Text:
But what is the purpose of this new blog?

I guess I could say again it's for family and friends, and to chronicle all the interesting things we do. Like go to the dentist, chop down grape vines, and commit not to be like Bryan. Um. Wow. Pretty exciting.

I've been pondering this question on the purpose of my blog for a few days now. Thora and Hans-Juergen seem to have gone through recent blog introspection as well, although I don't know that my purpose matches theirs.

Then a couple of days ago while walking to work, it came to me. The real reason for this blog.

Bear with me a moment while I share a couple of seemingly unrelated stories.

At the end of my high school years and the beginning of college years, I took up piano. I had taken lessons before, but at this time I finally started playing regularly. I could sit and practice for a couple of hours each day. I learned all sorts of music I had never learned before, and picked up enough confidence that to this day I will happily play in church meetings with no advance notice. What inspired me to suddenly start playing? Stress. I found that twisting my fingers into knots or pounding out chords really helped me decompress. Just writing about that makes me want to go play the piano again. Alas, I don't yet own a piano.

I haven't owned a piano for over ten years. In grad school, I took up painting. Nearly all the paintings that hung on our walls in our high ceilinged Texas home were created by me. Nearly all the paintings that are stored under our stairs to wait out the remodel here were created by me. What inspired me to continue painting? Stress. I found that slapping paint on a canvas and smelling paint fumes helped me decompress. Just writing about it doesn't actually make me want to go paint again, because alas, I'm suffering again from a mild migraine, and I don't think I could handle the paint fumes.

But now jump ahead a couple of years. I find myself living in England, away from piano and paints, in a strange land where words like "pants" don't mean what you think they mean (so you might want to double check what you're saying). My husband is working nights. So I take up blogging. And enjoy it. And then a year later, back in the US where "pants" means just what you think it means, but still makes me snicker, I am still blogging. Why? What for?

Collected data:
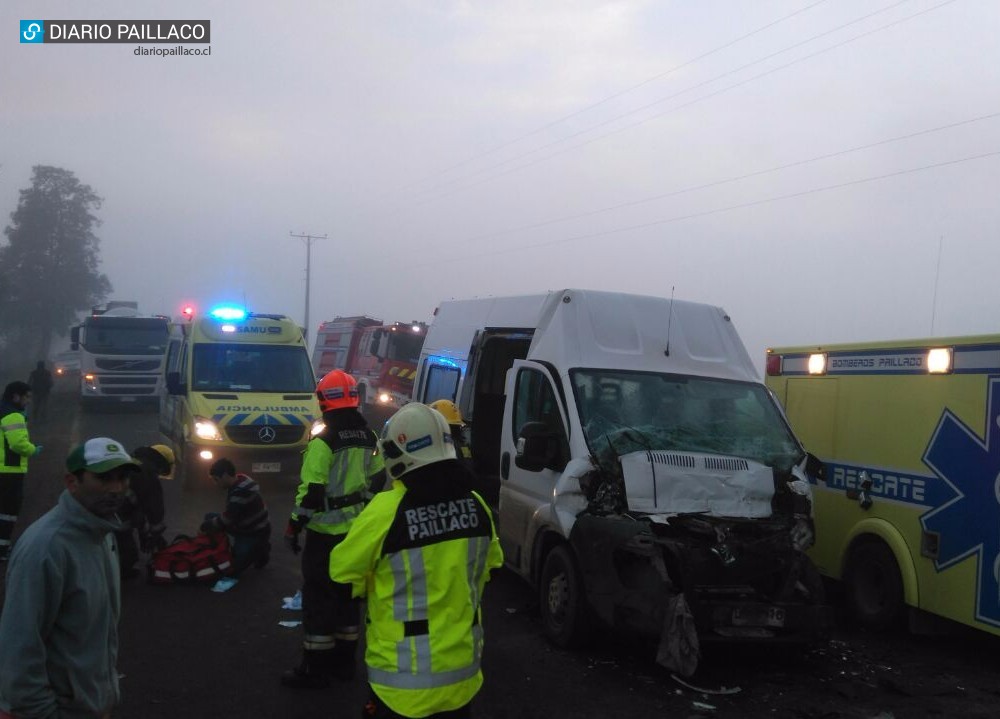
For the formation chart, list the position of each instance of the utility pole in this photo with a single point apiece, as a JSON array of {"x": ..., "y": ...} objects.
[{"x": 309, "y": 239}]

Work to complete:
1/ In the blog post about its own purpose, why does writing about painting not make the writer want to paint again? Answer in one to three sentences.
2/ Please rework the stretch of the blog post from "But what is" through "purpose matches theirs.", putting "journal" wherever "blog" appears.
3/ Carry the blog post about the blog's purpose forward from the point where it stops.

Task-by-task answers:
1/ The writer is suffering again from a mild migraine and doesn't think they could handle the paint fumes.

2/
But what is the purpose of this new journal?

I guess I could say again it's for family and friends, and to chronicle all the interesting things we do. Like go to the dentist, chop down grape vines, and commit not to be like Bryan. Um. Wow. Pretty exciting.

I've been pondering this question on the purpose of my journal for a few days now. Thora and Hans-Juergen seem to have gone through recent journal introspection as well, although I don't know that my purpose matches theirs.

3/
Of course, I don't think I'm getting the same benefits as I would from banging on the piano. My laptop keyboard can't take banging quite like a piano. On the other hand, my son is currently asleep, and that probably wouldn't be the case if I were hammering out concertos at this time of night.

So there you have it. The purpose of this blog. Maybe it's not what we expected. But somehow, it's still nice to know.


Footnote: This post leaves us with several unanswered questions.

1. Newcomers to this blog are asking, "What is this old blog you are referring to? Why don't you include a link?"

I would link to the old blog, only I like this blog to have the semblance of anonymity. My last blog had my name slathered all over it. Therefore, I can't put in a link to the old without giving away my Secret Identity.

However, if you are really really curious, do a Google search for "English commode". Yup. That's my blog entry at the very very top. (And still my all-time-favorite post ever.)

2. Old readers (both of them) are asking, "Newcomers? Do you really have blog newcomers?"

Someday someone may do a Google search that leads them to this post. If they are still reading this far, then they will be a newcomer.

3. "What happens after blog death?"

Well, Google analytics reports that after the death of my last blog, the regular readers have stopped visiting. Yet the blog still receives at least as many hits as it did during life, due to search engine traffic. The most popular keywords, after my name, are "cheeky in a sentence", "cottage names", "English commode", and "how to pronounce Tintagel." Thus a blog never truly dies, but lives eternally through Google. I've decided I'd better remove the link from that blog to this one, in my quest to pretend to be anonymous. Ha ha.

4. "Did you notice this is the 12th post in October?"

Yes. Yes in fact, I did. I guess that means I have broken away from 11 posts per month. At least for now.

4. "You can't really think of any more questions, can you?"

No, actually I can't. So I will finally stop.

Monday, October 27, 2008

Posting for the greater good

Yesterday, we were invited to go with Grandma to the zoo. It was a Halloween-themed day. All the kids wore their costumes. Some adults wore costumes, too. The zoo animals did not wear costumes, although many of them were scarier than the costumed kids.

However, the scariest things I saw weren't in costume, and were never meant to be seen by me. Very very scary.

Therefore, I am going to interrupt this post to offer the following Public Service Announcement.

There is something you should know about those low-cut, low-rider, sits-below-the-waist jeans: Any time you sit down, squat, lean over, or just barely bend at the waist, there are two bulging round pink friends who will be oozing their fat jiggly heads out above the top of your jeans, scaring the rest of us.

Alas, I think you missed the disclaimer on the jeans tag: such jeans were not designed to be worn by a moving being, but only to sit on an upright, immobile mannequin or upright, immobile sucker in a dressing room. When your day involves sitting, leaning, or climbing in and out of the car, the jeans manufacturers cannot be held liable for tuberous plumber bums wiggling out and waving at all the other parents at the zoo.

Thank you for your assistance in containing your round pink friends.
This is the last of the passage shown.